AIM OF THE TASK:
Select each line in the items below that contains the word "flower" and copy those lines in their original order.

DATASET:

******************************

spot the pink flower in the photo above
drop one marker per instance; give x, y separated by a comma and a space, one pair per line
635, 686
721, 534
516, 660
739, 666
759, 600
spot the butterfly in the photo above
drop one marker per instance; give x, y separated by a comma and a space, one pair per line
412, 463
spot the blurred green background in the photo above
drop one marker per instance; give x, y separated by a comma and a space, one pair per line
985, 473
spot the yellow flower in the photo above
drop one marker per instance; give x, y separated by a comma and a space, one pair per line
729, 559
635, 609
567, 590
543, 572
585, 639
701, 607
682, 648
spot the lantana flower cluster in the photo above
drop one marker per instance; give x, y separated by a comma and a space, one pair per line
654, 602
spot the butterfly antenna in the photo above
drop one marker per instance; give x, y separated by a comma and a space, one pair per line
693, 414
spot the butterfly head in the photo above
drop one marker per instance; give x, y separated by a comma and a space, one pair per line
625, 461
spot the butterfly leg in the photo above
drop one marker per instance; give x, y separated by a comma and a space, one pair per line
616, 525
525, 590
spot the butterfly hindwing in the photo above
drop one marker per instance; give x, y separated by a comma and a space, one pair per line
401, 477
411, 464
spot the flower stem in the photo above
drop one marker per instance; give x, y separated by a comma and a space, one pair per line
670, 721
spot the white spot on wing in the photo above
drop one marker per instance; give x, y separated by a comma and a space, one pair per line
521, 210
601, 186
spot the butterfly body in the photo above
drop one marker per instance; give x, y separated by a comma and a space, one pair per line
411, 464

******************************

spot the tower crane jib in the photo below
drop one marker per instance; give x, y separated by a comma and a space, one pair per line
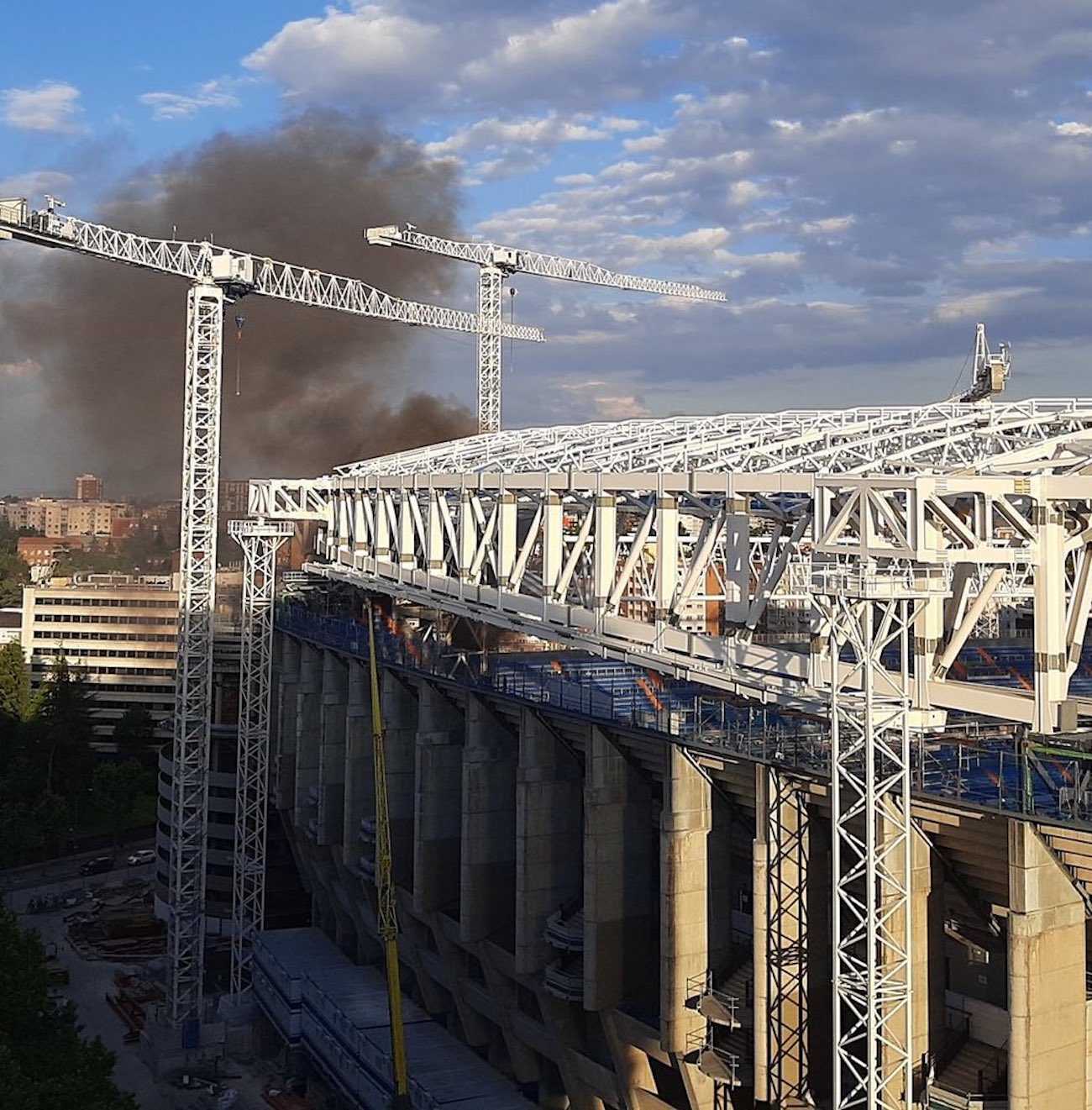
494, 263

******************************

CORRECT RESULT:
spot the pink flower in the photo above
spot the yellow flower in the photo above
spot the lantana flower cluster in the photo above
spot the flower stem in the photo above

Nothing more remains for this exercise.